**TAREA ASIGNADA 1:** Traduce al inglés esta oración de la crónica, por favor: «Hace rato que la Plaza de Mayo ha dejado de ser la expresión real de lo popular.»
**TAREA ASIGNADA 2:** Reproduce sin cambios el pasaje de la crónica que va desde "Opinión: OPIN-04" hasta "exactamente lo contrario.", incluido este último.

**FRAGMENTO EXTRAÍDO:**
Opinión: OPIN-04
Crónica política
¿Dónde están los progresistas?

Rogelio Alaniz

Dos milagros produjo el gobierno en las últimas semanas: unir a los gremios rurales como nunca nadie antes lo había hecho, y despertar hacia el campo un sentimiento de solidaridad que tampoco nunca nadie antes lo había hecho. Si el principio político "divide y reinarás" es el que orienta a los grandes jefes de Estado, la señora presidente se encargó en esta coyuntura de hacer exactamente lo contrario.

A un gobierno se le pueden disculpar los errores; pero más difícil es disculparle las torpezas, sobre todo cuando se reiteran. Soy de los que creen que esta crisis cuestionó el modo de construir el poder del oficialismo, pero así y todo, si la conducción política hubiera tenido un mínimo de cintura, esta crisis podría haberse reducido a su mínima expresión. Como Macbeth, la señora Cristina cree que el poder se juega al todo o nada en cada coyuntura. Al matrimonio Macbeth no le fue bien pensando de ese modo. Esa verdad, que Shakespeare conocía tan bien, parece ignorarla el matrimonio Kirchner.

El gobierno ha pretendido presentar a este conflicto como la batalla entre el pueblo y la oligarquía, dos categorías que el populismo nunca define o define en términos míticos, lo cual viene a ser más o menos lo mismo. Hace rato que la Plaza de Mayo ha dejado de ser la expresión real de lo popular. En los últimos años, ni siquiera es su encarnación mítica. Los dueños de colectivos y los vendedores de choripanes se han encargado de imponer su prosaico sentido de realidad.

A los Kirchner, les gusta polarizar la sociedad en contradicciones insalvables. Y si bien, a Néstor, esta estrategia le dio muy buenos resultados; a la señora Cristina no le está pasando lo mismo. A esta conclusión, parece haber llegado la mayoría de los observadores. Los únicos que no parecen haberse percatado de esta obviedad son los Kirchner, lo cual es un problema para todos, pero en primer lugar, es un problema para ellos.

El gobierno tiene una visión manipuladora de la política. Presentar la realidad en términos de blanco y negro suele ser la consecuencia inevitable de esta concepción del poder. Tal como se desarrollaron los acontecimientos, podría decirse que la polarización funcionó, pero al revés: la adhesión popular la ganaron los hombres del campo; el gobierno sólo logró el apoyo desinteresado de los Moyano y los D'Elía de turno, más la reconocida adhesión espontánea de los gobernadores y la presencia, patética, de Hebe Bonafini y Estela Carloto, ambas incorporadas desde hace tiempo, con familia incluida, a la planilla de sueldos del oficialismo.

La crisis puso en evidencia las inconsistencias económicas y políticas del gobierno. También dejó al desnudo sus ficciones ideológicas. El gobierno insiste en presentarse como progresista, pero las retenciones no son los recursos de los progresistas sino de los conservadores. No es casualidad que el antecedente de las retenciones sea Onganía y que su principal crítico histórico haya sido Raúl Prebisch.

**DATOS ALMACENADOS:**
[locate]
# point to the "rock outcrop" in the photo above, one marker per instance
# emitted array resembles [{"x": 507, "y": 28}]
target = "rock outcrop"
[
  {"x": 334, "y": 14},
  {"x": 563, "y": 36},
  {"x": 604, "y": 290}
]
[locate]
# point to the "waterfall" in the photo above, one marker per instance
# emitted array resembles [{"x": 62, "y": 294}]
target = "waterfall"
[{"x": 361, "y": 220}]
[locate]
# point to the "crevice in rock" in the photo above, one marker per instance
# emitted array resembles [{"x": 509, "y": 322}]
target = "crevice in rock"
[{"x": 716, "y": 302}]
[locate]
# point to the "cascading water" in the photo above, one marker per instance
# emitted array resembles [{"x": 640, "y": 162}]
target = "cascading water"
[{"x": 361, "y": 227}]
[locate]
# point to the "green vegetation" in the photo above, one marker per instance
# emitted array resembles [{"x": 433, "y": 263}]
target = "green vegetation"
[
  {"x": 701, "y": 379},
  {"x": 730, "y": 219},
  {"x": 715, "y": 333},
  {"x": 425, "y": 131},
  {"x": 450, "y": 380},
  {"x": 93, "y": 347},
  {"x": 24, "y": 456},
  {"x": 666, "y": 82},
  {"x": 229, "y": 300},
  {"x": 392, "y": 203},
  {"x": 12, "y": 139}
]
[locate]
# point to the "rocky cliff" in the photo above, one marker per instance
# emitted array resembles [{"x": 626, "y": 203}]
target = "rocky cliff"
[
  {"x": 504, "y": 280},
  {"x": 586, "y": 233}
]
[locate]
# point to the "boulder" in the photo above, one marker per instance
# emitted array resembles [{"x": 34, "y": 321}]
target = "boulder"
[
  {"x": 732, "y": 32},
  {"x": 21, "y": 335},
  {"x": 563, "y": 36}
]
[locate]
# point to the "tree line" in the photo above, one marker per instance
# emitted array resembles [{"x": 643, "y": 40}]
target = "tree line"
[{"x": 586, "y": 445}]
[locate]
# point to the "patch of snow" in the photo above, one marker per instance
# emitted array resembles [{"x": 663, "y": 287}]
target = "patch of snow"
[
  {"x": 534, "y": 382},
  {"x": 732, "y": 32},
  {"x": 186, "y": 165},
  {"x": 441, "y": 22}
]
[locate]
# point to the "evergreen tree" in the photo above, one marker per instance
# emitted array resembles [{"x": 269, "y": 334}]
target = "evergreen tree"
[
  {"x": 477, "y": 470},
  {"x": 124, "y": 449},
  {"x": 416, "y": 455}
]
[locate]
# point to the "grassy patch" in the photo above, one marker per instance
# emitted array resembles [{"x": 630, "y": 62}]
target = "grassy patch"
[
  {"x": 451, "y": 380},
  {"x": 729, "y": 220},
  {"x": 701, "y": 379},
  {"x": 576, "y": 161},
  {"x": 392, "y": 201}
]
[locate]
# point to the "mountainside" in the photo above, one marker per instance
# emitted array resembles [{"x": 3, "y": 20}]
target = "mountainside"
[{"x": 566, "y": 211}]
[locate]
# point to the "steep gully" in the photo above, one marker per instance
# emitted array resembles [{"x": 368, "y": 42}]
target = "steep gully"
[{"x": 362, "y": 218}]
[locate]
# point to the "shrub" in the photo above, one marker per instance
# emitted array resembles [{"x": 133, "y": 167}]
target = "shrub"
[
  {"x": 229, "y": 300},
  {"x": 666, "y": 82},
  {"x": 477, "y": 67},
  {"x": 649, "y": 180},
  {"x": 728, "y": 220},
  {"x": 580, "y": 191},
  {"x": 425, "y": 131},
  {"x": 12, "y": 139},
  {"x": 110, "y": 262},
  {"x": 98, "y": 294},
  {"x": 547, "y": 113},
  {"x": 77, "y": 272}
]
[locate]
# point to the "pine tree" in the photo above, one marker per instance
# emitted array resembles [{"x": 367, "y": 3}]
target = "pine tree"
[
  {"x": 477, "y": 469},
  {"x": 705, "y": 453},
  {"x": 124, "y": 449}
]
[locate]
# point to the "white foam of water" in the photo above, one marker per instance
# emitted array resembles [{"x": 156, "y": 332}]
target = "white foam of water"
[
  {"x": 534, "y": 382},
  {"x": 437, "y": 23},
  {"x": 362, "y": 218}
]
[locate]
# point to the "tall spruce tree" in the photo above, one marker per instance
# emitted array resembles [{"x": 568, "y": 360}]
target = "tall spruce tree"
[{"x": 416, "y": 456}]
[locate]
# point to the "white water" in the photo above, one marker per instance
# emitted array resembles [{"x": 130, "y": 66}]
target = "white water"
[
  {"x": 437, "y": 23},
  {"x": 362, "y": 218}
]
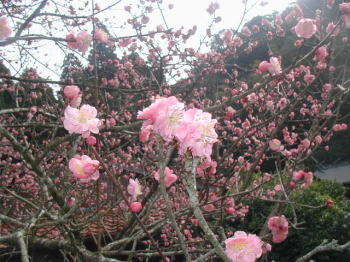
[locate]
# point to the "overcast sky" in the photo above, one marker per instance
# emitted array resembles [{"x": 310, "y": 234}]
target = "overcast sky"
[{"x": 185, "y": 13}]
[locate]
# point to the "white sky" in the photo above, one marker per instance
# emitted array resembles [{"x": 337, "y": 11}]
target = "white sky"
[{"x": 185, "y": 13}]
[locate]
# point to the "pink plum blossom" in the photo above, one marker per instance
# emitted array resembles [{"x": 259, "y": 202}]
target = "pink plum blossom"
[
  {"x": 101, "y": 35},
  {"x": 91, "y": 140},
  {"x": 273, "y": 67},
  {"x": 169, "y": 177},
  {"x": 309, "y": 78},
  {"x": 81, "y": 121},
  {"x": 197, "y": 133},
  {"x": 279, "y": 228},
  {"x": 344, "y": 8},
  {"x": 243, "y": 247},
  {"x": 305, "y": 28},
  {"x": 339, "y": 127},
  {"x": 136, "y": 207},
  {"x": 275, "y": 145},
  {"x": 321, "y": 53},
  {"x": 84, "y": 168},
  {"x": 165, "y": 114},
  {"x": 5, "y": 29},
  {"x": 71, "y": 201},
  {"x": 134, "y": 188},
  {"x": 71, "y": 92}
]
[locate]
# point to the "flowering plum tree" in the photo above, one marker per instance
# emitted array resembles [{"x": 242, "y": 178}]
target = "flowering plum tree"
[{"x": 150, "y": 148}]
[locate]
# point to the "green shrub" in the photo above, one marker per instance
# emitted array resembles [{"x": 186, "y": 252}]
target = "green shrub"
[{"x": 325, "y": 223}]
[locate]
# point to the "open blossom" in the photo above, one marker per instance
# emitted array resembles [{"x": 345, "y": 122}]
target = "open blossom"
[
  {"x": 73, "y": 94},
  {"x": 81, "y": 121},
  {"x": 165, "y": 115},
  {"x": 169, "y": 177},
  {"x": 321, "y": 53},
  {"x": 305, "y": 28},
  {"x": 243, "y": 247},
  {"x": 136, "y": 207},
  {"x": 5, "y": 29},
  {"x": 101, "y": 35},
  {"x": 344, "y": 8},
  {"x": 197, "y": 133},
  {"x": 194, "y": 129},
  {"x": 212, "y": 8},
  {"x": 134, "y": 188},
  {"x": 82, "y": 41},
  {"x": 275, "y": 145},
  {"x": 274, "y": 67},
  {"x": 306, "y": 176},
  {"x": 340, "y": 127},
  {"x": 84, "y": 168},
  {"x": 279, "y": 228}
]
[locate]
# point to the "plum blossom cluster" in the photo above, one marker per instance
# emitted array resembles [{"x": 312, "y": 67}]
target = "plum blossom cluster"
[
  {"x": 82, "y": 41},
  {"x": 306, "y": 28},
  {"x": 84, "y": 168},
  {"x": 73, "y": 94},
  {"x": 134, "y": 189},
  {"x": 169, "y": 176},
  {"x": 193, "y": 129},
  {"x": 307, "y": 177},
  {"x": 81, "y": 121},
  {"x": 244, "y": 247},
  {"x": 279, "y": 228},
  {"x": 273, "y": 67}
]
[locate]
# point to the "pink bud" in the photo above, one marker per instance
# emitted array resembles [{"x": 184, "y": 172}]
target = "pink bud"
[
  {"x": 71, "y": 201},
  {"x": 230, "y": 210},
  {"x": 71, "y": 92},
  {"x": 264, "y": 66},
  {"x": 136, "y": 207},
  {"x": 91, "y": 140}
]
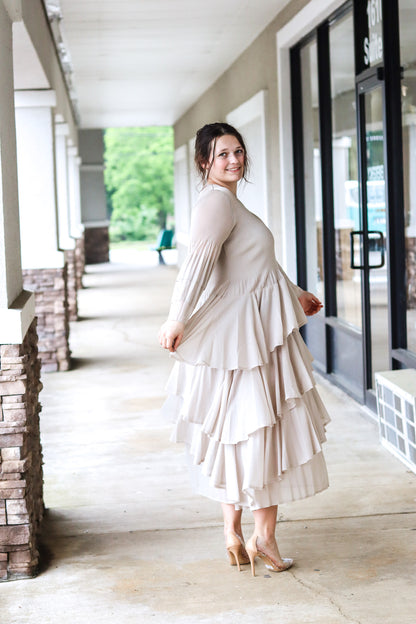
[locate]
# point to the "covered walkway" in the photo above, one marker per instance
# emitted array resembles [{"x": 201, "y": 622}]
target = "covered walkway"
[{"x": 128, "y": 542}]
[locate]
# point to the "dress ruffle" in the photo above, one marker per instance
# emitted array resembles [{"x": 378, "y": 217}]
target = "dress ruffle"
[
  {"x": 242, "y": 392},
  {"x": 239, "y": 325},
  {"x": 247, "y": 431}
]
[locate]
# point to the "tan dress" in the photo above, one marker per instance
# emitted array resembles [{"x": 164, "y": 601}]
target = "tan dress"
[{"x": 242, "y": 391}]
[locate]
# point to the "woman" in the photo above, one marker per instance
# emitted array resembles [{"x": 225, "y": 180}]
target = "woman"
[{"x": 243, "y": 392}]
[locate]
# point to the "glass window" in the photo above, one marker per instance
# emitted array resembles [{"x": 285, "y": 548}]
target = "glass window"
[
  {"x": 312, "y": 165},
  {"x": 345, "y": 172},
  {"x": 407, "y": 16}
]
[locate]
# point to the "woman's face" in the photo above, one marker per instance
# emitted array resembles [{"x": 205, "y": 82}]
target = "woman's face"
[{"x": 227, "y": 162}]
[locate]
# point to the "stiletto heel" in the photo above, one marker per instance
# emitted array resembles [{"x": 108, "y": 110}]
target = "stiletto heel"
[
  {"x": 236, "y": 550},
  {"x": 253, "y": 552}
]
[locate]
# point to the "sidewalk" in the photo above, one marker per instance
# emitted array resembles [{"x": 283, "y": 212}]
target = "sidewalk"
[{"x": 128, "y": 542}]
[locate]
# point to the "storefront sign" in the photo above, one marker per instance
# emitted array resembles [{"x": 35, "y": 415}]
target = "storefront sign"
[{"x": 373, "y": 41}]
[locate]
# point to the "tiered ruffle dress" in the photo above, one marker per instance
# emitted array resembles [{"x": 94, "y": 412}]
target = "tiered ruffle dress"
[{"x": 242, "y": 392}]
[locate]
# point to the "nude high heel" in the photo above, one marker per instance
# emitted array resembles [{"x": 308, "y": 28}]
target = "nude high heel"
[
  {"x": 236, "y": 551},
  {"x": 253, "y": 552}
]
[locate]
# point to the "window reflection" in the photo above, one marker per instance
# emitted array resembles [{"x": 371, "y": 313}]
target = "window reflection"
[
  {"x": 407, "y": 18},
  {"x": 312, "y": 165},
  {"x": 344, "y": 157}
]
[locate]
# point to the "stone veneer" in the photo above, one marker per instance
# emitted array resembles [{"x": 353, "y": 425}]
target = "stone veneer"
[
  {"x": 21, "y": 481},
  {"x": 97, "y": 245},
  {"x": 51, "y": 308},
  {"x": 75, "y": 260},
  {"x": 411, "y": 272},
  {"x": 72, "y": 284},
  {"x": 79, "y": 260}
]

**SOLUCIÓN DE TAREA 1:** For quite some time now, the Plaza de Mayo has no longer been the real expression of what is popular.

**SOLUCIÓN DE TAREA 2:**
Opinión: OPIN-04
Crónica política
¿Dónde están los progresistas?

Rogelio Alaniz

Dos milagros produjo el gobierno en las últimas semanas: unir a los gremios rurales como nunca nadie antes lo había hecho, y despertar hacia el campo un sentimiento de solidaridad que tampoco nunca nadie antes lo había hecho. Si el principio político "divide y reinarás" es el que orienta a los grandes jefes de Estado, la señora presidente se encargó en esta coyuntura de hacer exactamente lo contrario.